» **Data extract**
%%

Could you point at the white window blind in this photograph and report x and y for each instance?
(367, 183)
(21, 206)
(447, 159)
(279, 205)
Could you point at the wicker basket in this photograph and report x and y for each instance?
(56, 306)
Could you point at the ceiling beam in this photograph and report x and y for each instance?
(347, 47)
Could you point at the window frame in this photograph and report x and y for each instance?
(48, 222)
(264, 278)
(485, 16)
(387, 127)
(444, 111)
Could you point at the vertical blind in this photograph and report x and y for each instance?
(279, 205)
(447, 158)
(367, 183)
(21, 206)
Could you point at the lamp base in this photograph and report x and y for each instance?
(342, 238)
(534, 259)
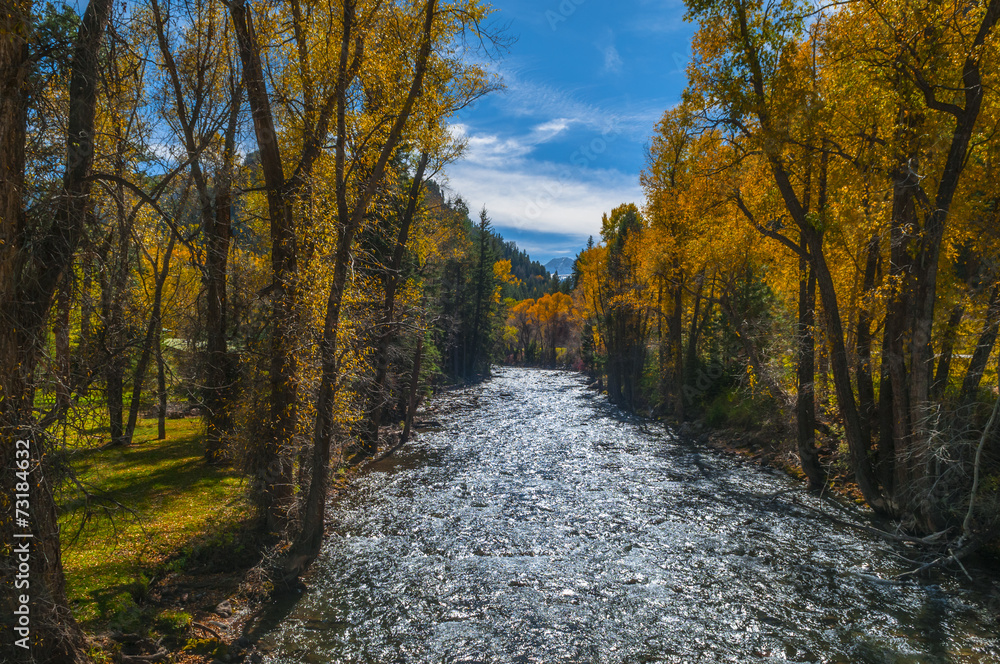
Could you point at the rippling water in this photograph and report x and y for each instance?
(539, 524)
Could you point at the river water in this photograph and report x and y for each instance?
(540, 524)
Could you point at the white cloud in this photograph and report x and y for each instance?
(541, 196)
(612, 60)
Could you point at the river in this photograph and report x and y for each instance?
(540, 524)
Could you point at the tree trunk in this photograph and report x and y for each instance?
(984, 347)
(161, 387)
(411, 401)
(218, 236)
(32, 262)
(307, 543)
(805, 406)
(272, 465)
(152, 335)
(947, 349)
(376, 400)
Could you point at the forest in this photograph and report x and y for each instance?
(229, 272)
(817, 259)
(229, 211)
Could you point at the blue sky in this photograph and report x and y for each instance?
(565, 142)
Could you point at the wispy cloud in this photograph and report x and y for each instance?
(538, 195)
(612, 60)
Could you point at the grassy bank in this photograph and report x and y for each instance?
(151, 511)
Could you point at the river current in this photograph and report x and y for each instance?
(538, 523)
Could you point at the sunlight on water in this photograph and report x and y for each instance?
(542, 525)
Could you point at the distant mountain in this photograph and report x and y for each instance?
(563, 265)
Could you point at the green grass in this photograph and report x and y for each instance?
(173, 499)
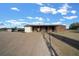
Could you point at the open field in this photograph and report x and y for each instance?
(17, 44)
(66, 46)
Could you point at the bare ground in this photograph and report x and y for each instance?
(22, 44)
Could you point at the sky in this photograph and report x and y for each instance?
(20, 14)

%%

» **Aim**
Please rewrite all the data above, replacing "photograph" with "image" and keeping everything else unchanged. Leave the pictures out of your answer.

» **Completed task**
Could you point at the white window blind in this image and report x and y for each instance?
(367, 183)
(21, 206)
(447, 159)
(279, 205)
Could you point at the wicker basket in this image and report x and y for each instance?
(56, 306)
Could you point at the ceiling beam in this image and report x and y for each instance?
(347, 47)
Could you point at the window frame in this image and report x and y for each instance?
(48, 222)
(264, 278)
(485, 16)
(387, 127)
(444, 111)
Could you point at the vertical blind in this image and report x and y for each instance?
(279, 205)
(447, 158)
(367, 183)
(21, 206)
Could you point at the lamp base in this image and report x and y for each instance?
(342, 238)
(534, 259)
Could you point at the rippling water in this image and report x and y for each instance?
(539, 524)
Could you point at the river water in this image and report x and y for each instance?
(540, 524)
Could you point at the white cloud in this image and report x and y for each instance?
(541, 196)
(612, 60)
Could you point at the river in this image and report x and y for each instance?
(540, 524)
Could you point at the tree trunk in this image and report x and y for each instance?
(984, 347)
(161, 387)
(411, 401)
(218, 236)
(32, 262)
(307, 543)
(805, 406)
(272, 465)
(152, 335)
(947, 349)
(376, 400)
Could you point at the forest in this image and report x and y for each instance?
(229, 272)
(817, 259)
(229, 211)
Could you point at the blue sky in this image and report x and y for each instance?
(565, 142)
Could you point at the wispy cloud in this image and report x and y for each instance?
(538, 195)
(612, 60)
Could you point at the grassy bank in this image and report x and y for each instance?
(151, 511)
Could you point at the river current in this image and report x and y for each instance?
(538, 523)
Could you point at the sunlight on water in this image and report x and y for each instance?
(542, 525)
Could you point at the distant mountain in this image and report x and y for each instance?
(563, 265)
Could you point at the green grass in this image and report x and y for each instance?
(173, 499)
Could you point at the open field in this image and report x and y for each instance?
(17, 44)
(66, 46)
Could you point at the bare ground in this image and report x and y for each instance?
(22, 44)
Could you point at the sky in this image and report x and y for each instance?
(20, 14)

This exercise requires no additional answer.